TEXT BLOCK.
------------------------------------

When Bruce Levine and his colleagues began attempting to engineer immune cells to fight cancer in the 1990s, few people thought they would succeed. “The wider community was very sceptical,” says Levine, an immunologist at the University of Pennsylvania Perelman School of Medicine in Philadelphia. When they presented their research at meetings, “we were in the last session on the last day, in a room no one could find”.
Today, these engineered immune cells, called CAR T cells, are among the most powerful therapies oncologists have to treat many types of blood cancer. And studies suggest that they might hold promise for brain cancer and other solid tumours, as well as autoimmune and other diseases. One research firm estimates that the value of the CAR-T-therapy market, expected to hit US$11 billion this year, will grow to nearly $190 billion by 2034.
But CAR-T therapies come with a serious downside — they are laborious to make and difficult to administer. After removing the immune cells, called T cells, from a person’s blood, physicians ship them off to a manufacturer, where technicians genetically engineer the cells to carry a specialized protein called a chimeric antigen receptor (hence ‘CAR T’) on their surface. The cells are grown and amplified into hundreds of millions more cells, frozen and returned to the hospital for re-infusion. Because of the complexity, only about 200 centres in the United States offer the therapy.

------------------------------------

ENTRIES SHOWN.
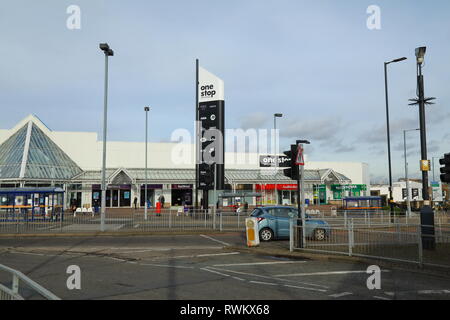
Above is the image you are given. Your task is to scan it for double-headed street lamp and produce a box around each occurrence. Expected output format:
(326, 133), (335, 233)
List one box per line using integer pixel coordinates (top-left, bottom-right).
(384, 57), (407, 222)
(410, 47), (436, 249)
(144, 107), (150, 220)
(403, 129), (420, 217)
(99, 43), (114, 231)
(273, 113), (283, 204)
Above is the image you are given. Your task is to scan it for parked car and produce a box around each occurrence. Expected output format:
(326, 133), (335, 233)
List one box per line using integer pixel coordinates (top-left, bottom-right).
(250, 206), (331, 241)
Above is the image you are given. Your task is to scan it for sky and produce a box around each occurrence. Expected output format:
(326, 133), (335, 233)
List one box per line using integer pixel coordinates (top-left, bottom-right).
(0, 0), (450, 183)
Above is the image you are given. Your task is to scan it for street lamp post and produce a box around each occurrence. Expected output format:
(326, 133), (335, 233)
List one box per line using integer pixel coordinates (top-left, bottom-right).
(403, 129), (420, 218)
(144, 107), (150, 220)
(384, 57), (407, 222)
(411, 47), (436, 250)
(273, 113), (283, 204)
(99, 43), (114, 231)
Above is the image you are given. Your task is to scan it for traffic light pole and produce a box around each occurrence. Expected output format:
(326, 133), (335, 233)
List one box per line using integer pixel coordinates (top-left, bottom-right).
(296, 166), (305, 248)
(417, 60), (436, 250)
(300, 162), (306, 247)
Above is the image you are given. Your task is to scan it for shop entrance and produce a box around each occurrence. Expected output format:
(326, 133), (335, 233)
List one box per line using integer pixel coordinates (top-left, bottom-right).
(172, 184), (193, 206)
(92, 185), (131, 208)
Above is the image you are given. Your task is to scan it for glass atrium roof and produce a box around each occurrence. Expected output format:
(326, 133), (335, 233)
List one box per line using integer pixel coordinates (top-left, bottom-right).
(0, 122), (82, 180)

------------------------------------

YOUR INSTRUCTIONS.
According to the CAR T cell text, roughly how many centers in the United States offer the therapy? The listing comes from a separate source.

EXERCISE SOLUTION.
About 200.